→ BRIEF: Copy every record below exactly.

Named object pointing entries

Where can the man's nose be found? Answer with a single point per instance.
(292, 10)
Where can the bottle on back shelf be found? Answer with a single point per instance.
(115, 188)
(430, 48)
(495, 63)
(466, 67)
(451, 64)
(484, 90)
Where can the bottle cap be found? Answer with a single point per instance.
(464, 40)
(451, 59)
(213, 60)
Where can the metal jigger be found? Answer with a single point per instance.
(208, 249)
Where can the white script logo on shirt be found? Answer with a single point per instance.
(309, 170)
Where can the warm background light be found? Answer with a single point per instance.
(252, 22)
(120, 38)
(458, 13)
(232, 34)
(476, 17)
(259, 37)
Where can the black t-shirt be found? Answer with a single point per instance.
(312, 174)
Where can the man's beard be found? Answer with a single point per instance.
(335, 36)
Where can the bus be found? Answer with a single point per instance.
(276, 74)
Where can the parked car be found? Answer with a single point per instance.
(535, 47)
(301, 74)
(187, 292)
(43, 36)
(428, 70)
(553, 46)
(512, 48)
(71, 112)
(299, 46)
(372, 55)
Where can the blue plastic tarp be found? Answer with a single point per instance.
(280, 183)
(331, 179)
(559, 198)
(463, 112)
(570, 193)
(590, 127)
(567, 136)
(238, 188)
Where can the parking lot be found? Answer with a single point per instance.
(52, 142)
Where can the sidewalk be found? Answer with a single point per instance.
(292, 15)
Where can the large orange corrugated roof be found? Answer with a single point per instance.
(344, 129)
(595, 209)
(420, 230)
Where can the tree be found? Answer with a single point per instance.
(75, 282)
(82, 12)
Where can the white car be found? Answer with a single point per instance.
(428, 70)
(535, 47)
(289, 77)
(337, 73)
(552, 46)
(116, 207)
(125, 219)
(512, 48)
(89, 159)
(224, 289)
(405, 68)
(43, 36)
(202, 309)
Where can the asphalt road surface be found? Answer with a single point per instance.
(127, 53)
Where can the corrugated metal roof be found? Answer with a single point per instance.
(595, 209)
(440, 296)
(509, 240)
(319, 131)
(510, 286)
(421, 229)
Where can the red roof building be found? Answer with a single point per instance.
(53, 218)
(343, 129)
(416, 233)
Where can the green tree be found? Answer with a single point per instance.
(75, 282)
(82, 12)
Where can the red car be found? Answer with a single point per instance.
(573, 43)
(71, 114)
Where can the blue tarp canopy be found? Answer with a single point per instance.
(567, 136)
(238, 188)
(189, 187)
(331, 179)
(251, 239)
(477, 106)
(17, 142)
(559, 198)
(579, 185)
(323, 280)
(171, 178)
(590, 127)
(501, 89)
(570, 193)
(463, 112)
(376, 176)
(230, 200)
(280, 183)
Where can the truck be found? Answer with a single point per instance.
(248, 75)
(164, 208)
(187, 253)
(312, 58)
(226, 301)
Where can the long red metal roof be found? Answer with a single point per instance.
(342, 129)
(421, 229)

→ FINISHED ANSWER:
Where can the man's nose be found? Answer with a single point per instance.
(292, 10)
Where can the bottle on back shelf be found? Answer with a single point per instance.
(115, 188)
(430, 48)
(495, 63)
(466, 67)
(451, 64)
(484, 90)
Where can the bottle cap be found? Answer with a single point per instance.
(464, 40)
(451, 59)
(213, 60)
Where can the metal jigger be found? Answer with a single point per instance.
(208, 249)
Where can the white script logo on shirt be found? Answer with a single point per instance.
(309, 170)
Where can the warm background light be found? Answer with a single point per instance.
(252, 22)
(120, 38)
(458, 13)
(232, 34)
(476, 17)
(259, 37)
Where can the black t-shirt be found? Answer with a single point per instance.
(312, 174)
Where can the man's beard be found? Answer with a single point per instance.
(335, 36)
Where can the bus be found? Answer with a single point per instance.
(276, 74)
Where can the parked car be found? Answer with a single point per instance.
(535, 47)
(301, 74)
(187, 292)
(43, 36)
(428, 70)
(553, 46)
(512, 48)
(71, 112)
(299, 46)
(372, 55)
Where can the blue plastic tarp be found? Answer with a single point per instance.
(280, 183)
(331, 179)
(559, 198)
(463, 112)
(570, 193)
(590, 127)
(567, 136)
(238, 188)
Where can the parking lot be found? Answer with a single point per instance.
(52, 142)
Where can the sidewalk be found? Answer with a single point per instance.
(292, 15)
Where can the large orange corrugated roof be found? Answer with a single point per instance.
(344, 129)
(595, 209)
(420, 230)
Where can the tree be found? Answer with a single point per instance.
(75, 282)
(82, 12)
Where can the white car be found? Answer with a single point per instance.
(428, 70)
(535, 47)
(289, 77)
(337, 73)
(552, 46)
(116, 207)
(125, 219)
(512, 48)
(89, 159)
(224, 289)
(405, 68)
(43, 36)
(202, 309)
Where can the asphalt road surface be found? Answer with a single point per instance.
(127, 53)
Where can the corrugated metal roof be found? Answer with a single point per instance.
(595, 209)
(440, 296)
(509, 240)
(319, 131)
(510, 286)
(421, 229)
Where can the red roof building be found? Answer with a single point per instance.
(53, 218)
(343, 129)
(416, 233)
Where can the green tree be found? Answer with a single point per instance.
(75, 282)
(82, 12)
Where can the red car be found? Answer with a single point per instance.
(573, 43)
(71, 114)
Where can the blue tarp canopy be found? Answer with a single point per instance.
(567, 136)
(238, 188)
(189, 187)
(331, 179)
(251, 239)
(477, 106)
(17, 142)
(559, 198)
(579, 185)
(323, 280)
(171, 178)
(590, 127)
(501, 89)
(570, 193)
(463, 112)
(376, 176)
(230, 200)
(280, 183)
Where can the truck be found? Answer with a single point per instance.
(248, 75)
(164, 208)
(187, 253)
(312, 58)
(226, 301)
Where can the long red metal roof be found? Answer with a single point per instance.
(342, 129)
(421, 229)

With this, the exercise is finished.